> Problem to solve
What you return should match the data below exactly, line for line.
+++ Data provided
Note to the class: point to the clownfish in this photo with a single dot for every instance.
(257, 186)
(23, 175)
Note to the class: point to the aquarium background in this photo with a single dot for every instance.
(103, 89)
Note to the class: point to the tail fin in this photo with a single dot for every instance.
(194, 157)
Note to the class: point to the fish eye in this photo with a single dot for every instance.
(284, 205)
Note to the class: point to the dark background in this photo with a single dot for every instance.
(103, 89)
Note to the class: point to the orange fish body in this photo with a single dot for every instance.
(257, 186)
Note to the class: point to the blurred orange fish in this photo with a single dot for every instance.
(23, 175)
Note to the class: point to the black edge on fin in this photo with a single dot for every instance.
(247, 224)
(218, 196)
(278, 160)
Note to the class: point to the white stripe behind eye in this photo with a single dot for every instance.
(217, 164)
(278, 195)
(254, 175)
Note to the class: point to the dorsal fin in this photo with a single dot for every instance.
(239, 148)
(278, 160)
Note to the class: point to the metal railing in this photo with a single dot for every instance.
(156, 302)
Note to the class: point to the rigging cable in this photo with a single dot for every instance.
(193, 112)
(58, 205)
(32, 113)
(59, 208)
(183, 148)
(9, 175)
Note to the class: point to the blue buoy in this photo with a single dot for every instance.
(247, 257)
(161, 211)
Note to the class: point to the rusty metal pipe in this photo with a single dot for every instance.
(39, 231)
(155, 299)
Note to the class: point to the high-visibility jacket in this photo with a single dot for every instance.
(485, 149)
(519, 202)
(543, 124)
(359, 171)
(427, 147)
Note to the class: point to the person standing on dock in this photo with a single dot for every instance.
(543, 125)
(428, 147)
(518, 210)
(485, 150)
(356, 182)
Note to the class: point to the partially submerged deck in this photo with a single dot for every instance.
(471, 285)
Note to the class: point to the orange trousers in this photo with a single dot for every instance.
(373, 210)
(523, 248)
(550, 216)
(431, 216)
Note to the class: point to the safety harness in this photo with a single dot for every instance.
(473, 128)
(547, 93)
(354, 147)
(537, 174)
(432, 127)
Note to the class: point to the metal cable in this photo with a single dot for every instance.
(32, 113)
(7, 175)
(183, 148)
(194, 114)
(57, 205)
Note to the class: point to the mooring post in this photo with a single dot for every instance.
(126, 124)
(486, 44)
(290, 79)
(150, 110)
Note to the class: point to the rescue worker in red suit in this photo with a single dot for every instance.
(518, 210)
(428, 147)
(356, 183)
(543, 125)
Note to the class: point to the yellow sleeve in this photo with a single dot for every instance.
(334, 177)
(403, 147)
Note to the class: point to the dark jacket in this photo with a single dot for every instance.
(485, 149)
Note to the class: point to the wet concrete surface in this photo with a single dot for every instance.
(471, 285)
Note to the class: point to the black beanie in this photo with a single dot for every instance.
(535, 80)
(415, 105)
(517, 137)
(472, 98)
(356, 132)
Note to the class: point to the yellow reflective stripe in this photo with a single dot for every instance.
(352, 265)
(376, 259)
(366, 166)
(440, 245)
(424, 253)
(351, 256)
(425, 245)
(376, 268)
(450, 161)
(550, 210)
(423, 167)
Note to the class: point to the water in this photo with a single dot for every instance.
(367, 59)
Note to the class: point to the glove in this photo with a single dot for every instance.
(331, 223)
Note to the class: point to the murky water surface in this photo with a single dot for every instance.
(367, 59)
++++++
> Answer box
Note to the class: point to the clownfish in this photo with a single dot for every instance.
(257, 186)
(23, 175)
Note to the class: point to the aquarium background in this photo with a single dot for every instance.
(103, 89)
Note to the class: point to the tail fin in this photo with a single dot for every instance.
(194, 157)
Note to the class: point to the fish eye in this photo with a single dot for every instance.
(284, 205)
Note to the class: point to the dark background in this photo with a single dot for every instance.
(103, 89)
Note to the class: point to the orange fish body in this photo with a single dot for every instance.
(257, 186)
Note to the class: point to the blurred orange fish in this photo with a single dot for every instance.
(23, 175)
Note to the class: point to the black edge on fin in this photo with a single dot for every instance.
(247, 224)
(218, 196)
(278, 160)
Note to the class: point to the white stripe behind eye in this photo with a single dot for every instance.
(217, 164)
(278, 195)
(254, 175)
Note to the class: point to the dorsal fin in this photo with a single dot for every instance.
(239, 148)
(278, 160)
Note to the class: point to the metal railing in this photo with a single dot for every instance.
(156, 302)
Note to the class: point to the rigging cable in this photo with a single dot for every instance.
(193, 112)
(58, 205)
(32, 113)
(59, 208)
(183, 148)
(9, 175)
Note to the class: point to the blue buoy in this photo with a single dot for every instance.
(247, 257)
(161, 211)
Note to the class: point to the rusty metal pipe in this photo with a single dot for every instance.
(39, 231)
(155, 299)
Note to the class: point to the high-visibility jacket in this photo with a single dot for every instance.
(485, 149)
(519, 202)
(543, 124)
(359, 171)
(427, 147)
Note to the class: point to the person standing on dock in this photo with a single dot for every instance.
(543, 125)
(428, 147)
(518, 210)
(485, 150)
(356, 182)
Note to the class: point to the partially submerged deck in this photo with a single dot for every instance.
(471, 285)
Note to the class: point to the orange trousers in this photo with a single dot for every instance.
(373, 210)
(523, 248)
(550, 216)
(431, 216)
Note to the class: point to the safety harness in this photo with a single dot for every instance.
(473, 128)
(547, 93)
(354, 147)
(537, 174)
(432, 127)
Note to the class: point to the metal cable in this photo with a single dot for every instance.
(32, 113)
(7, 175)
(183, 148)
(194, 114)
(57, 205)
Note to the class: point to the mooring post in this photo with a single dot for every instance.
(126, 124)
(486, 44)
(290, 79)
(150, 110)
Note to the class: point to the rescue worker in red suit in this photo with a single dot for every instance.
(518, 210)
(428, 147)
(356, 183)
(543, 125)
Note to the class: point to the yellow sleeve in this photo with a single dot for every instance.
(334, 177)
(403, 147)
Note to the class: point to the dark jacket in this photo with a single dot for every instance.
(485, 149)
Note to the class: point to the wet concrete surface in this photo with a single dot for every instance.
(471, 285)
Note to the class: point to the black beanie in this photo with a single dot for every instance.
(535, 80)
(415, 105)
(517, 137)
(472, 98)
(356, 132)
Note to the class: point to the yellow reflective stripe in this photo with a single dot for every instance.
(352, 265)
(376, 259)
(366, 166)
(440, 245)
(424, 253)
(351, 256)
(425, 245)
(376, 268)
(450, 161)
(550, 210)
(423, 167)
Note to the class: point to the water in this photo with a single dot for every instance.
(367, 59)
Note to the class: point to the glove in this photo with a single dot for every instance.
(331, 223)
Note to the class: point to the murky water surface in this photo with a single dot for every instance.
(367, 59)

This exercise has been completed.